* [TEXTE FOURNI]:
◆ ◆ ◆ ◆ ◆

Qui est ce personnage Peter Grimes ? C’est, dites-vous, le marginal du village, il pourrait même être la figure de l’étranger. Mais en même temps, comme le dit le texte de l’opéra, ses racines sont solidement ancrées dans le bourg. Il en est très lié.
Oui il est profondément lié au bourg, mais poétiquement. On pourrait dire qu’il a une âme poétique. Peter Grimes a aussi des visions, peut-être psychotiques, qui sont vraiment terribles, et qui sont liées à la tragédie survenue à peine deux semaines plus tôt : la mort du premier apprenti. C’est un traumatisme très vif pour lui. Il vit avec ses démons, avec les fantômes de cette tragédie. Donc c’est un être tourmenté, mais c’est un être doux, incompris par le bourg, par la communauté, et peut-être incompris aussi dans l’histoire de la production de cet opéra.
De cet opéra ?
Oui. Et la raison de ça est le poème du 18e siècle, de George Crabbe, dont a été adapté cet opéra qui décrit une figure extrêmement brutalisée mais aussi brutale. Et la grande différence entre le livret de l’opéra et le poème est là. Je ne crois pas que Grimes soit brutal. La communauté le brutalise et se comporte de manière brutale vis-à-vis d’un homme dont je ne pense pas qu’il abuse physiquement. Même s’il est sûrement sujet à de grandes sautes d’humeur.
Quel est votre défi, en tant que metteuse en scène, pour restituer l’esprit de cet opéra ?
Le défi est de se débarrasser de tous ces éléments qui restent accrochés historiquement à une production. Il faut s’en défaire, donc par exemple il faut enlever cette idée de la violence de Grimes parce qu’elle n’existe ni dans le livret ni dans la musique. Et il faut comprendre pourquoi le chœur qui est une incroyable force dans cette œuvre, est un personnage à part entière [il représente la communauté du bourg]. C’est l’une des raisons pour lesquelles c’est un magnifique opéra à interpréter pour un chœur. Et ce personnage se comporte de manière effroyable. Il faut comprendre pourquoi : généralement dans l’histoire, les gens se comportent terriblement mal quand la situation est terrible. Donc notre monde est un monde très appauvri, brutalisé à cause de la pauvreté, il y a beaucoup de bourgs comme ça dans le monde aujourd’hui. Et évidemment le bourg du 18e siècle du poème The Borough de George Crabbe était très, très pauvre.

◆ ◆ ◆ ◆ ◆

[Données d'annotation par points sur photos]
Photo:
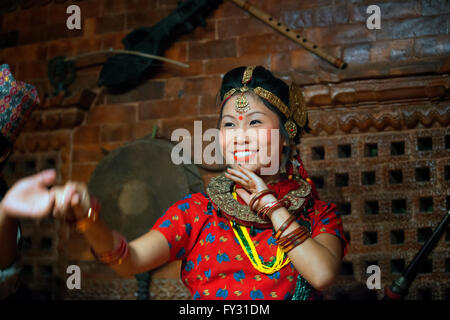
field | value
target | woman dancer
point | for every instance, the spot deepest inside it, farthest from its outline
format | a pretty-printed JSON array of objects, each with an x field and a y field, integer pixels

◆ ◆ ◆ ◆ ◆

* [CONSIGNES ET EXIGENCES]:
Recopiez l'entretien sur Peter Grimes en commençant par « Qui est ce personnage » et en poursuivant jusqu'à « de cet opéra. », en substituant « hameau » à « bourg ». Seul le texte fourni doit servir de référence.

* [TÂCHE ACCOMPLIE]:
Qui est ce personnage Peter Grimes ? C’est, dites-vous, le marginal du village, il pourrait même être la figure de l’étranger. Mais en même temps, comme le dit le texte de l’opéra, ses racines sont solidement ancrées dans le hameau. Il en est très lié.
Oui il est profondément lié au hameau, mais poétiquement. On pourrait dire qu’il a une âme poétique. Peter Grimes a aussi des visions, peut-être psychotiques, qui sont vraiment terribles, et qui sont liées à la tragédie survenue à peine deux semaines plus tôt : la mort du premier apprenti. C’est un traumatisme très vif pour lui. Il vit avec ses démons, avec les fantômes de cette tragédie. Donc c’est un être tourmenté, mais c’est un être doux, incompris par le hameau, par la communauté, et peut-être incompris aussi dans l’histoire de la production de cet opéra.